> **Problems to work on**
a. Find every line in the rows that contains the word "dirt", matching case exactly, and list each of those lines in full.
b. Write the next part of the article on Canadian trailing commissions below, picking up right after its final sentence.
-------- Selected text
ETF Services

Will trailers be parked?

June 25, 2018

Last week, the Canadian Securities Administrators (CSA) published proposals to update the regulation governing the practices of advisors. Additionally, the CSA also published a status update on the ongoing initiative to review embedded commissions in mutual funds. We discuss the implications for the ETF industry in Canada.




Conventional wisdom in the Canadian ETF industry is that growth in ETF assets is closely tied to the broad-based industry move towards fee-based business models among investment advisors. This trend appears to be well in hand, partly through the evolution of business practices but also in response to a number of regulatory initiatives specifically looking at trailing fees in mutual funds. The regulatory review kicked off in earnest with the December 2012 publication of a Discussion Paper on the topic of mutual fund fees and subsequent request for comments. The most recent major development was the January 2017 publication of a Consultation Paper openly discussing the possibility of banning trailers altogether.


The specific regulatory moves related to trailing commissions come alongside other initiatives, such as the introduction of Fund Facts documents and annual fee statements under CRM2 and a proposal to introduce a regulatory best interest standard for advisors. This combination of factors appears to have prompted the wealth industry to move towards fee-based business models, which should encourage greater adoption of ETFs (which generally carry no trailers). In fact, the majority of ETF launches in Canada over the past five years have come from issuers adding an ETF product line into their retail-focused product mix in an effort to build relevance among fee-based advisors.


Elsewhere in the world, trailing commissions have been subject to significant regulatory scrutiny. Such payments are banned outright in the UK and in Australia, with significant upheaval in the industry in the wake of these bans. Canadian regulators have been studying this issue taking into account both the experience of other jurisdictions and the particular unique characteristics of the Canadian market.


Trailers curbed, not banned


Last week’s announcement of direction from the CSA provides clarity to industry uncertainty over whether trailing commissions would be banned, as initially contemplated in the January 2017 paper. The CSA’s conclusion is that while trailing commissions will remain permissible, the proposed changes to National Instrument 31-103 (governing advisor obligations) significantly raise the bar for the use of trailer-paying product in client portfolios.


Specifically, the CSA is indicating that:


  • A prohibition on the payment of all forms of deferred sales charges (including low-load options) is pending and expected to be published as a rule in September 2018.


  • A prohibition on the payment of trailing commission to any dealer which does not assess suitability is similarly pending. This effectively shuts down the ability for direct investing firms to sell A- and D-series mutual funds.


  • Rather than banning trailing commissions outright, the CSA is proposing to significantly strengthen the rules around the handling of conflicts of interest between the client and the advisor. These changes are included in the current proposed amendment to National Instrument 31-103.


The decision to continue to allow trailing commissions is certainly controversial in that the topic has largely pitted industry status-quo against the views of certain investor groups. However, the approach taken by the CSA appears to balance this disagreement by significantly increasing the compliance burden for business models that incorporate trailing commissions. In other words, while trailers are not explicitly banned, they may become rare as a result.
----------------
-------- Entries supplied
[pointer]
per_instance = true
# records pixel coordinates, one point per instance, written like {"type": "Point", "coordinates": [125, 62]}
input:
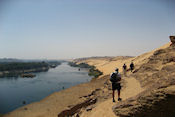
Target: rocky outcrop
{"type": "Point", "coordinates": [157, 103]}
{"type": "Point", "coordinates": [157, 75]}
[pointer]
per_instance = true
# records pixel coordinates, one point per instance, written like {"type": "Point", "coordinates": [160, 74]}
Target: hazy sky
{"type": "Point", "coordinates": [59, 29]}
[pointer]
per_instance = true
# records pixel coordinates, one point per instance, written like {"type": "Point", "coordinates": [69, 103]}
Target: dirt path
{"type": "Point", "coordinates": [104, 109]}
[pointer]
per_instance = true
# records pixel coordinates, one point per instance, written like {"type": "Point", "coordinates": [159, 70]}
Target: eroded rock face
{"type": "Point", "coordinates": [172, 39]}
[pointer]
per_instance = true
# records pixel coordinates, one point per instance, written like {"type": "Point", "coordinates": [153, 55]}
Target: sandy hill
{"type": "Point", "coordinates": [148, 92]}
{"type": "Point", "coordinates": [155, 96]}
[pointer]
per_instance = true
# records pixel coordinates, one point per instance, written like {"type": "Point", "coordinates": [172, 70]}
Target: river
{"type": "Point", "coordinates": [14, 91]}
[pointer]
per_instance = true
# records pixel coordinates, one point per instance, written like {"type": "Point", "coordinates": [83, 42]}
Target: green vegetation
{"type": "Point", "coordinates": [92, 69]}
{"type": "Point", "coordinates": [21, 66]}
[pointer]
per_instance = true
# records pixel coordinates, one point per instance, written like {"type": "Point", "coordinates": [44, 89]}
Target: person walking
{"type": "Point", "coordinates": [124, 69]}
{"type": "Point", "coordinates": [115, 78]}
{"type": "Point", "coordinates": [132, 66]}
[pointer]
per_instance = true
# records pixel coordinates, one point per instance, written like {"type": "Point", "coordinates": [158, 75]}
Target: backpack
{"type": "Point", "coordinates": [115, 77]}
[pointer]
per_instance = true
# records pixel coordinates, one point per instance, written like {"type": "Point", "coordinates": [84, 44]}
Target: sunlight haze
{"type": "Point", "coordinates": [62, 29]}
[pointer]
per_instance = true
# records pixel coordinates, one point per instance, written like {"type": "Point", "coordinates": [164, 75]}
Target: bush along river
{"type": "Point", "coordinates": [16, 91]}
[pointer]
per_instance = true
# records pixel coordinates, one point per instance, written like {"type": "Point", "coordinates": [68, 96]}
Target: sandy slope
{"type": "Point", "coordinates": [104, 109]}
{"type": "Point", "coordinates": [107, 65]}
{"type": "Point", "coordinates": [59, 101]}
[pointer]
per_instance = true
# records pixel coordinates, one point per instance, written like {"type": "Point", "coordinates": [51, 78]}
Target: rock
{"type": "Point", "coordinates": [88, 108]}
{"type": "Point", "coordinates": [172, 39]}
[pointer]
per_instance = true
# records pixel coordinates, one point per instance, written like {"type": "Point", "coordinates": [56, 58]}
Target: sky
{"type": "Point", "coordinates": [67, 29]}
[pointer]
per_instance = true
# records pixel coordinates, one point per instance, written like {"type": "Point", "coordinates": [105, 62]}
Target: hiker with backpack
{"type": "Point", "coordinates": [132, 66]}
{"type": "Point", "coordinates": [124, 69]}
{"type": "Point", "coordinates": [115, 79]}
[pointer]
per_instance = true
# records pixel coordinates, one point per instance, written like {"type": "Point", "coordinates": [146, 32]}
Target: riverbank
{"type": "Point", "coordinates": [95, 98]}
{"type": "Point", "coordinates": [93, 71]}
{"type": "Point", "coordinates": [15, 69]}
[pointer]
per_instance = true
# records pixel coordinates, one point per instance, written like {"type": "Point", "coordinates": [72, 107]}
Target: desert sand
{"type": "Point", "coordinates": [93, 99]}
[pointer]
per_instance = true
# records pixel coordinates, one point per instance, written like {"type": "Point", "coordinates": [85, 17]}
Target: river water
{"type": "Point", "coordinates": [14, 91]}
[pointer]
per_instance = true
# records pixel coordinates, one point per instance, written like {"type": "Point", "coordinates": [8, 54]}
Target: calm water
{"type": "Point", "coordinates": [13, 91]}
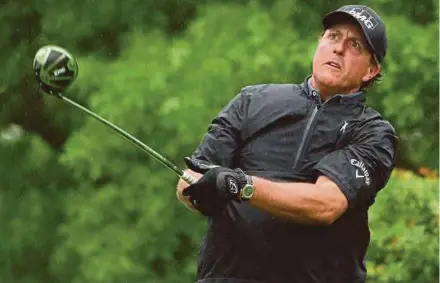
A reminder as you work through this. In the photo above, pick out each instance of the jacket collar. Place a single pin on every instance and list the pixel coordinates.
(352, 98)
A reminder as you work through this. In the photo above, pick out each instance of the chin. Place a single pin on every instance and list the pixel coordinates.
(327, 79)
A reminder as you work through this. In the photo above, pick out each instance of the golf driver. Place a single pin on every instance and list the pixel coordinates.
(55, 70)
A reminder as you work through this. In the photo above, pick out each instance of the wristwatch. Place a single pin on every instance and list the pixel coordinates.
(248, 190)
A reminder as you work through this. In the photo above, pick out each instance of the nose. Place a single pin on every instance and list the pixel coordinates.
(339, 47)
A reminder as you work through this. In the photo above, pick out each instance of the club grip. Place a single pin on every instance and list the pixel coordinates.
(188, 178)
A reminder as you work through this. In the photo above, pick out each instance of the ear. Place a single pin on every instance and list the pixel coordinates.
(372, 71)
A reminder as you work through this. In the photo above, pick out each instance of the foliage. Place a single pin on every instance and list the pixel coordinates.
(405, 228)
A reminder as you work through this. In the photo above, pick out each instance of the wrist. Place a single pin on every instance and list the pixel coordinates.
(246, 186)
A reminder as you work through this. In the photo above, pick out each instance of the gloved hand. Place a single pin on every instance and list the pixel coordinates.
(215, 189)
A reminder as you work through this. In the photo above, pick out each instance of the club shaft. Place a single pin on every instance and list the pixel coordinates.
(188, 178)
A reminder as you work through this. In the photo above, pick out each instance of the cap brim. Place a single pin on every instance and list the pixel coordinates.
(333, 17)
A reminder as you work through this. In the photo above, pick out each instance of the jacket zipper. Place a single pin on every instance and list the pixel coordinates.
(304, 137)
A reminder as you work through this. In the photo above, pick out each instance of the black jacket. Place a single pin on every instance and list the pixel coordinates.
(283, 132)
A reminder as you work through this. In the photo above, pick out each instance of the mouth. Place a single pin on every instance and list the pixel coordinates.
(333, 64)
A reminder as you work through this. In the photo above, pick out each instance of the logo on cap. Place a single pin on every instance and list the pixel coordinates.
(369, 21)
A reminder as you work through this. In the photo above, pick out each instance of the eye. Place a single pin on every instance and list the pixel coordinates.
(356, 45)
(333, 36)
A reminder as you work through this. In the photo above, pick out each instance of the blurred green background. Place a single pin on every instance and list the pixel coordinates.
(80, 204)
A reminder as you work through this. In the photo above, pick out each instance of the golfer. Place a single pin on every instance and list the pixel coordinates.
(288, 171)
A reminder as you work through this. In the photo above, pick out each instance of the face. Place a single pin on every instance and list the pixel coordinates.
(342, 61)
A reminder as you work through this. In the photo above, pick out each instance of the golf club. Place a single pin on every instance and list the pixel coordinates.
(56, 69)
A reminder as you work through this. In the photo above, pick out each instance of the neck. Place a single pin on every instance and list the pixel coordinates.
(327, 91)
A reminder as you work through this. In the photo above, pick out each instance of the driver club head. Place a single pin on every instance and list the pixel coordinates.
(55, 69)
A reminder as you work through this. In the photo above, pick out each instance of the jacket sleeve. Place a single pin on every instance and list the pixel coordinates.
(362, 167)
(223, 136)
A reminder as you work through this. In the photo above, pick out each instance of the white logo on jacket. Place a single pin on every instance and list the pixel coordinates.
(362, 167)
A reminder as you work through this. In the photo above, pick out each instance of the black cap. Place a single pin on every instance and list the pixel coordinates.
(370, 22)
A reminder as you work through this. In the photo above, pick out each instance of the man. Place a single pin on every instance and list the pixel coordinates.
(288, 171)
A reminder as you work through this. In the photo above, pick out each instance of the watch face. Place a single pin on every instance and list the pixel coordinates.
(248, 191)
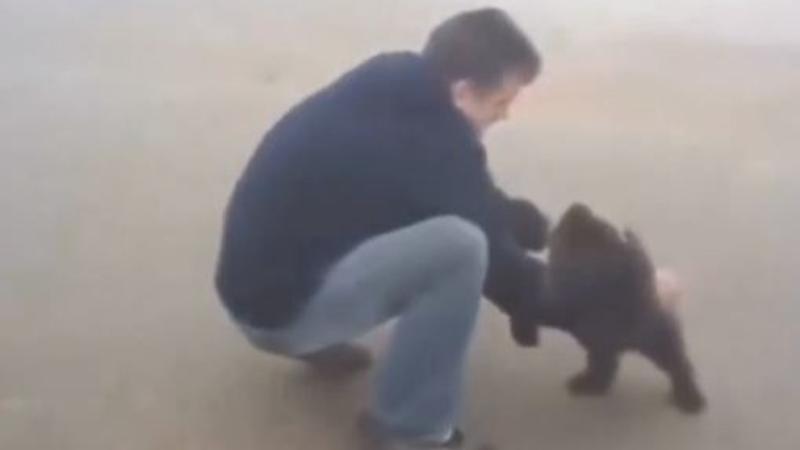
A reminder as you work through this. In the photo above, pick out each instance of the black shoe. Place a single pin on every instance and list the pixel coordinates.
(378, 439)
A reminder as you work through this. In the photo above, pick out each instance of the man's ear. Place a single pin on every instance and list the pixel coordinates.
(461, 91)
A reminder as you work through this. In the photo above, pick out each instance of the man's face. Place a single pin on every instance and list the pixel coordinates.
(484, 107)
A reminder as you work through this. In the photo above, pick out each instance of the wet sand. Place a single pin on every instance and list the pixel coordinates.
(124, 129)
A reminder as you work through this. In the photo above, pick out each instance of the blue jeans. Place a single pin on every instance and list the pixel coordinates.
(428, 275)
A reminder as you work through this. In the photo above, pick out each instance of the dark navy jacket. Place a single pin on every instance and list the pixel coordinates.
(381, 148)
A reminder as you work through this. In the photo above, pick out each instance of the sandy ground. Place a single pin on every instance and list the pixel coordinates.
(125, 124)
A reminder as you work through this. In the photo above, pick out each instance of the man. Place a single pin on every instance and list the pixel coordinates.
(371, 200)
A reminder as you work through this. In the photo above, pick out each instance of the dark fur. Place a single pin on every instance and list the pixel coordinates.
(601, 287)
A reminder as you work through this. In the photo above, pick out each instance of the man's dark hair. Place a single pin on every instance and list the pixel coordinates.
(481, 46)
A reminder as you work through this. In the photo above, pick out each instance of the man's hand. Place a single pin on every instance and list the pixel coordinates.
(528, 225)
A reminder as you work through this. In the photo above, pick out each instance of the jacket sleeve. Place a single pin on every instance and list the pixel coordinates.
(461, 185)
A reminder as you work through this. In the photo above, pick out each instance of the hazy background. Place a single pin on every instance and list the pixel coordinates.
(124, 125)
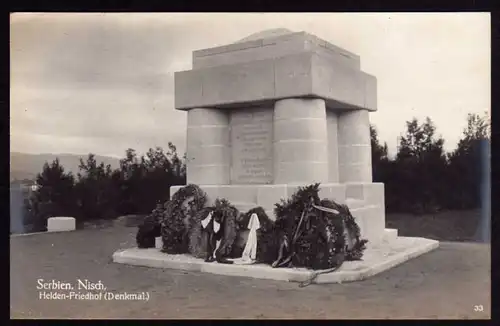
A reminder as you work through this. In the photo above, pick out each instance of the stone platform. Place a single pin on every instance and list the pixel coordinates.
(389, 253)
(61, 224)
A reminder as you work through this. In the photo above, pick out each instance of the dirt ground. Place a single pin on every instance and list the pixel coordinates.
(446, 283)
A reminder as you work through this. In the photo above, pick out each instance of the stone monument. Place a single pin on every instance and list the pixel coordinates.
(277, 110)
(272, 112)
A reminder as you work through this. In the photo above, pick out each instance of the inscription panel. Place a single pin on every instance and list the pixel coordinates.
(252, 146)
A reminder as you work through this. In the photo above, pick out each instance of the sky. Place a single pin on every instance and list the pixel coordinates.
(103, 82)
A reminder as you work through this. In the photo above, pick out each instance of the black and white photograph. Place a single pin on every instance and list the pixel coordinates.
(250, 165)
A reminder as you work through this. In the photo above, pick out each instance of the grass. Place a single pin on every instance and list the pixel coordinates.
(442, 226)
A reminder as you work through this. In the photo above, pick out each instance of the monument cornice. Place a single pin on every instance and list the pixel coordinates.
(304, 74)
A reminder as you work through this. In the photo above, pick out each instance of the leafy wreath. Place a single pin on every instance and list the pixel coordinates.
(267, 244)
(316, 234)
(150, 228)
(225, 214)
(177, 216)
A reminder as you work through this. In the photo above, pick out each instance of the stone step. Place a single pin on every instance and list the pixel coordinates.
(390, 234)
(244, 207)
(354, 203)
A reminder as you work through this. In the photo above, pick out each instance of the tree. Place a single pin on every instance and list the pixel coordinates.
(55, 196)
(420, 168)
(380, 158)
(97, 190)
(465, 163)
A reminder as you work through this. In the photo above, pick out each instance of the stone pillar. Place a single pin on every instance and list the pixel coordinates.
(300, 141)
(333, 146)
(208, 147)
(355, 159)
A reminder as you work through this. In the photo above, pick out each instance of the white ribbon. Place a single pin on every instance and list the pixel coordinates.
(207, 220)
(204, 224)
(250, 251)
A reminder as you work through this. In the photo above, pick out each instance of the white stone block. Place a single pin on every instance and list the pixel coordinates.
(158, 243)
(272, 47)
(207, 117)
(59, 224)
(207, 174)
(267, 196)
(354, 128)
(333, 150)
(293, 108)
(297, 75)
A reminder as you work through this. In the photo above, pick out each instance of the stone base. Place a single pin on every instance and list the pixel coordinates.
(365, 200)
(377, 258)
(59, 224)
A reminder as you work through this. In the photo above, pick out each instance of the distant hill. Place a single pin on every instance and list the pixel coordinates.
(27, 166)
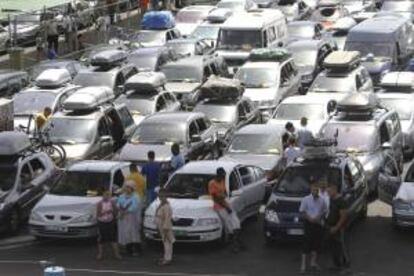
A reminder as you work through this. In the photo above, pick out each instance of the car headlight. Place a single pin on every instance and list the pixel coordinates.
(207, 221)
(271, 216)
(84, 218)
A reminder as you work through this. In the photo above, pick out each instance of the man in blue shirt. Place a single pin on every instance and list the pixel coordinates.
(151, 170)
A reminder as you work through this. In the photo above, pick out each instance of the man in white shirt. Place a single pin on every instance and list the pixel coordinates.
(313, 209)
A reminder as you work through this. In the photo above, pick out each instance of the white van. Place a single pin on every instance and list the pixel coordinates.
(244, 31)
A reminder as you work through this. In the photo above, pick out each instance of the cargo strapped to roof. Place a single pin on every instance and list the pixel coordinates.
(111, 57)
(221, 88)
(265, 54)
(53, 78)
(88, 98)
(13, 142)
(342, 60)
(146, 82)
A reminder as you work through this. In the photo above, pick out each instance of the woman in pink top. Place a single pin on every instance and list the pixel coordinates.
(106, 213)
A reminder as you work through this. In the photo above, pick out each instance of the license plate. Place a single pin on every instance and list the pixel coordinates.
(295, 232)
(56, 228)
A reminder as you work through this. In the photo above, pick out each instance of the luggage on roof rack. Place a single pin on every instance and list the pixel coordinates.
(157, 20)
(265, 54)
(109, 57)
(221, 88)
(53, 78)
(88, 98)
(342, 60)
(146, 82)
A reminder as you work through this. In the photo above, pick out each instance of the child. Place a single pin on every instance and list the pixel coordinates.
(106, 212)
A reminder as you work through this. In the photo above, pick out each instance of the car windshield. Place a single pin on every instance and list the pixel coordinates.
(377, 49)
(298, 111)
(32, 102)
(206, 32)
(296, 180)
(304, 57)
(239, 39)
(403, 109)
(94, 79)
(257, 77)
(188, 185)
(183, 73)
(218, 113)
(255, 143)
(71, 131)
(160, 132)
(7, 178)
(367, 141)
(189, 17)
(305, 31)
(333, 84)
(84, 184)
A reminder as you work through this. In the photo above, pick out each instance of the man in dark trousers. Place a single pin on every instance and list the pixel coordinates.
(336, 222)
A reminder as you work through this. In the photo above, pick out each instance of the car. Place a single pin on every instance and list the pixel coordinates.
(50, 89)
(328, 12)
(109, 68)
(268, 81)
(90, 126)
(25, 177)
(147, 95)
(194, 217)
(185, 76)
(72, 66)
(69, 209)
(402, 104)
(309, 56)
(193, 131)
(12, 81)
(189, 17)
(227, 111)
(283, 220)
(379, 133)
(152, 58)
(343, 74)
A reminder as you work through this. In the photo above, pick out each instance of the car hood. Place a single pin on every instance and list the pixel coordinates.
(182, 87)
(264, 161)
(66, 204)
(186, 208)
(138, 152)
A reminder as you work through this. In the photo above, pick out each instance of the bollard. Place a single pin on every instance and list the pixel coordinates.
(54, 271)
(16, 58)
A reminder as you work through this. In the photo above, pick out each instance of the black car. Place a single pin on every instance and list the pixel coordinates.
(24, 178)
(319, 164)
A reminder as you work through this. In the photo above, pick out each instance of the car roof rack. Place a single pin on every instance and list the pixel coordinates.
(342, 61)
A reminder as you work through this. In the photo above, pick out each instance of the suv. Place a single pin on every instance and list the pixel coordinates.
(25, 176)
(319, 164)
(185, 76)
(343, 74)
(379, 133)
(90, 127)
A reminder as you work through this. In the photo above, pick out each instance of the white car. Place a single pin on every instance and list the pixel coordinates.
(69, 209)
(194, 219)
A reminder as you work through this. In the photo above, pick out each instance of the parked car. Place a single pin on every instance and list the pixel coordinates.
(25, 177)
(282, 217)
(69, 209)
(195, 219)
----------------
> **Set of answers**
a.
Target: dirt path
A reminder as you work through this. In the photo above, pick out each instance of the dirt ground. Place a single pin on every instance and list the pixel coordinates.

b.
Conflict of interest rules with significant reach


The CSA’s Proposed Amendments to National Instrument 31-101 (and the associated Companion Policy) close the loop on a number of reforms previously contemplated to address a range of issues identified by the CSA. In fact, the new rules relating to conflicts of interest and suitability incorporate many elements of the proposals related to regulatory best interest standards and the proposed ban on trailing commissions.



  • The proposed new rules stipulate that any existing and reasonably foreseeable conflicts of interests be resolved in the best interest of the client, or avoided altogether.


  • Explicitly require advisors to consider factors such as costs in determining client suitability, and moving suitability decision-making to the portfolio-level rather than the individual security level.


  • Require that a suitability determination “puts the client’s interest first” (Section 13.3(1)(b) in the proposal).


To bolster the above broad requirements, the Companion Policy associated with the proposed NI 31-103 changes specifically speaks to the topic of trailing commissions, obliquely referred to as “third-party compensation.” The Companion Policy explicitly identifies third-party compensation as a conflict of interest, and notes that firms that wish to receive third-party compensation must demonstrate that their product shelf and client recommendations are made without influence from any third-party payment associated with the security at question.


In practice, we believe this would result in increased due diligence for any product on a shelf which includes embedded commissions. Yes, a firm can continue to operate a trailer-laden product shelf, as long as the decision-making around both that shelf and the use of products points to a favourable outcome to the client as compared to the alternatives. It is entirely possible that this is a compliance burden that many wealth management firms would be reluctant to take on, and as a result the trend towards advisors moving to fee-based practices will continue unabated.


This approach has the advantage of allowing cleaner solutions to situations where clients are ultimately paying less in fees under a trailer model than they would in the fee-based structure of a particular wealth management firm. This can arise in cases where annual fees are subject to minimum fees (which may penalize smaller accounts) or where the trailing commissions charged are generally less than the annual fee structure of a particular advisor. In these situations, the client may be better off through a trailing commission arrangement that is negotiated and understood by both parties.

Additionally, an approach driven by suitability and conflict-of-interest requirements may also have the side-effect of capturing third party payments other than mutual fund trailers, but which have the same effect. In other words, by adopting this mechanism, the CSA is casting a wider net than a simple ban on mutual fund trailers would have.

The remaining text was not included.